Put the lines below into a JSON list of strings, with one string per line and no strings for blank lines.

Entries from a collection
-- START --

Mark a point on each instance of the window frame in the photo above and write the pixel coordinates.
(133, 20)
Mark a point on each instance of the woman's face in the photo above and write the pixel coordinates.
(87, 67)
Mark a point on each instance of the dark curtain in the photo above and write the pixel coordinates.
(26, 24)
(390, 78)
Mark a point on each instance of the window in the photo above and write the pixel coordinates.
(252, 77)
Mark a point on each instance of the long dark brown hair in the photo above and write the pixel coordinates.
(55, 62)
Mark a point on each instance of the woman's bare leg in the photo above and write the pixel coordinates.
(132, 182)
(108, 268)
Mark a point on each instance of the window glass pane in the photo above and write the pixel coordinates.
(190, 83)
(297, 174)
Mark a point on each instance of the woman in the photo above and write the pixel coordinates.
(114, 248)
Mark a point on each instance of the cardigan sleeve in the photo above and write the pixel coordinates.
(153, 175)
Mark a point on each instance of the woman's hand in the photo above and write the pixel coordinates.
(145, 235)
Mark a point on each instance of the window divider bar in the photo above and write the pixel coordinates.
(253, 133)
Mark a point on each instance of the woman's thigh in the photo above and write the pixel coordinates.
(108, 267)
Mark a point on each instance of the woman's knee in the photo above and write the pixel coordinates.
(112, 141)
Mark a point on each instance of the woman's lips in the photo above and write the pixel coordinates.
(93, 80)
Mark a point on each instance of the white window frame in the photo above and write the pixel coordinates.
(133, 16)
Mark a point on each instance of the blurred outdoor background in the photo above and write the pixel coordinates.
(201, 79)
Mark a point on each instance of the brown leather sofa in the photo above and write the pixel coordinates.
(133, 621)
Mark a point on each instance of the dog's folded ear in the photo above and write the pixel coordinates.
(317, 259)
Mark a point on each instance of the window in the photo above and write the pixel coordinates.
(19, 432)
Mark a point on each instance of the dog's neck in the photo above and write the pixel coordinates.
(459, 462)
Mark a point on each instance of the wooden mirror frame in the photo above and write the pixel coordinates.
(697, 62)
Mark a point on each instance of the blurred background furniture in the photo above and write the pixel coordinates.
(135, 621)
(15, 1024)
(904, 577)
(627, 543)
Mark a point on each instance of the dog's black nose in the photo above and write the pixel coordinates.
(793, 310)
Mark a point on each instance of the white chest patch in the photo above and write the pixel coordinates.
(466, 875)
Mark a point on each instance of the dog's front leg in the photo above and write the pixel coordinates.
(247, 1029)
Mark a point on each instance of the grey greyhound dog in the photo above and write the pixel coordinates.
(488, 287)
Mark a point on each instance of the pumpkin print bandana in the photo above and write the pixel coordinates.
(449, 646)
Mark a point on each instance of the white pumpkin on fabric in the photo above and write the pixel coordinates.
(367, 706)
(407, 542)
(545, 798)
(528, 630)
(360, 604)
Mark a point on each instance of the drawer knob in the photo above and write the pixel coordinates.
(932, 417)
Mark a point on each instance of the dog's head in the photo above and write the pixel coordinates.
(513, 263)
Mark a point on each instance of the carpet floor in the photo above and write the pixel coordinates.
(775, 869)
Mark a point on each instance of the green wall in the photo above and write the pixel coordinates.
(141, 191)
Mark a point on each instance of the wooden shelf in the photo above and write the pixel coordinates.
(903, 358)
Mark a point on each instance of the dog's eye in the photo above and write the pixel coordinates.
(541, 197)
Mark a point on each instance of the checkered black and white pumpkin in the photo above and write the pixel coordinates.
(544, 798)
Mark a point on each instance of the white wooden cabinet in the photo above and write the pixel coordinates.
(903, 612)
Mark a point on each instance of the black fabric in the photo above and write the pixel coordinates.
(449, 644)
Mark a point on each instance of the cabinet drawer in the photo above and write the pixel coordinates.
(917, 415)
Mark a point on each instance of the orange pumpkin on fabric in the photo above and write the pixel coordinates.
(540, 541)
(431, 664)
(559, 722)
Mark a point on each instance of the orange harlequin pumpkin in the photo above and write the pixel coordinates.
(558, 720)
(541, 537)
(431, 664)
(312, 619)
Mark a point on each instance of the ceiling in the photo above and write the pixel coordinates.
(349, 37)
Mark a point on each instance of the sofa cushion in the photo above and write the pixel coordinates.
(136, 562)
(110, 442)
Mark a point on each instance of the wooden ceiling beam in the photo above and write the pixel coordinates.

-- END --

- WRITTEN SOLUTION
[
  "Mark a point on each instance of the window frame in the photo above and write the pixel coordinates.",
  "(133, 20)",
  "Mark a point on each instance of the woman's face in the photo above and write the pixel coordinates.",
  "(87, 67)",
  "Mark a point on each instance of the dark curtain in the photo above and write the pixel coordinates.",
  "(26, 24)",
  "(390, 78)",
  "Mark a point on each instance of the window in the photo above and write the pixel coordinates.",
  "(252, 77)",
  "Mark a point on each instance of the long dark brown hair in the photo above and write the pixel coordinates.",
  "(55, 62)",
  "Mark a point on each instance of the woman's bare leg in the photo above and write the pixel coordinates.",
  "(132, 182)",
  "(108, 268)",
  "Mark a point on each instance of the window glass pane in the photo above and write the pixel coordinates.",
  "(190, 83)",
  "(297, 174)",
  "Mark a point on each instance of the woman in the photo above and write the pixel coordinates.",
  "(114, 248)",
  "Mark a point on each instance of the cardigan sleeve in the photo above and write the pixel coordinates.",
  "(153, 175)",
  "Mark a point on each instance of the woman's hand in the photo above and write the pixel coordinates.",
  "(145, 235)",
  "Mark a point on each instance of the window divider bar in the photo above and write the pixel coordinates.",
  "(253, 133)",
  "Mark a point on each instance of the woman's thigh in the photo above and write the pixel coordinates.",
  "(108, 267)",
  "Mark a point on each instance of the woman's knee in the photo above and write the pixel coordinates.",
  "(112, 141)",
  "Mark a point on each instance of the woman's lips in the photo above and write the pixel coordinates.",
  "(93, 80)",
  "Mark a point on each instance of the white window frame in the photo above and write the pixel coordinates.",
  "(133, 16)",
  "Mark a point on each instance of the blurred outdoor background in the photo above and write the pixel coordinates.",
  "(201, 79)",
  "Mark a point on each instance of the brown leather sofa in the photo above and write the pixel coordinates.",
  "(133, 621)",
  "Mark a point on each instance of the dog's folded ear in the photo above and write the pixel coordinates.",
  "(317, 259)",
  "Mark a point on each instance of the window in the photo above and write the pixel coordinates.",
  "(19, 432)",
  "Mark a point on each instance of the dog's neck in the photo above and write the pixel coordinates.",
  "(459, 462)",
  "Mark a point on each instance of the wooden mirror frame in the photo above and write the pixel coordinates.",
  "(697, 62)",
  "Mark a point on each instance of the blurred background furniture in the photo above and write the pixel coordinates.",
  "(135, 621)",
  "(15, 1024)",
  "(904, 577)",
  "(627, 543)",
  "Mark a point on each instance of the dog's black nose in the photo above and write the pixel coordinates.",
  "(793, 310)",
  "Mark a point on each instance of the white chest patch in the photo above and write the pixel coordinates.",
  "(466, 875)",
  "Mark a point on each instance of the dog's front leg in the photo above and write the pixel coordinates.",
  "(247, 1029)",
  "Mark a point on each instance of the grey greyhound dog in the photo above and write the pixel coordinates.",
  "(488, 287)",
  "Mark a point on each instance of the pumpkin print bandana in the photo above and write the pixel coordinates.",
  "(449, 646)",
  "Mark a point on each instance of the white pumpkin on fabric in the photo above and write the pixel coordinates.",
  "(367, 706)",
  "(407, 542)",
  "(545, 798)",
  "(528, 630)",
  "(360, 604)",
  "Mark a point on each instance of the drawer knob in the photo above and write the pixel coordinates.",
  "(932, 417)",
  "Mark a point on each instance of the dog's head in the photo above and write the pixel coordinates.",
  "(513, 263)",
  "Mark a point on each instance of the carpet floor in the photo above and write the pixel coordinates.",
  "(775, 869)",
  "Mark a point on each instance of the green wall in the photo above and write the pixel coordinates.",
  "(141, 191)",
  "Mark a point on each instance of the wooden shelf in the photo above and write the pixel coordinates.",
  "(903, 358)",
  "Mark a point on each instance of the dog's eye in the photo above and write the pixel coordinates.",
  "(541, 197)",
  "Mark a point on each instance of the checkered black and white pumpkin in the photo above and write the pixel coordinates.",
  "(544, 798)",
  "Mark a point on each instance of the white wooden cabinet in the photo above and write the pixel coordinates.",
  "(903, 612)",
  "Mark a point on each instance of the black fabric in the photo above and write the pixel coordinates.",
  "(449, 644)",
  "Mark a point on each instance of the cabinet drawer in the photo above and write the pixel coordinates.",
  "(917, 415)",
  "Mark a point on each instance of the orange pumpkin on fabric in the photo above and write the pixel coordinates.",
  "(540, 541)",
  "(431, 664)",
  "(559, 722)",
  "Mark a point on each instance of the orange harlequin pumpkin in the photo above and write the pixel coordinates.",
  "(558, 720)",
  "(541, 537)",
  "(431, 664)",
  "(312, 619)",
  "Mark a point on each instance of the ceiling in the photo above and write the pixel coordinates.",
  "(349, 37)",
  "Mark a point on each instance of the sofa cushion in the photo above and write the pixel coordinates.",
  "(136, 562)",
  "(110, 442)",
  "Mark a point on each instance of the wooden ceiling beam in the photo above and write the pixel coordinates."
]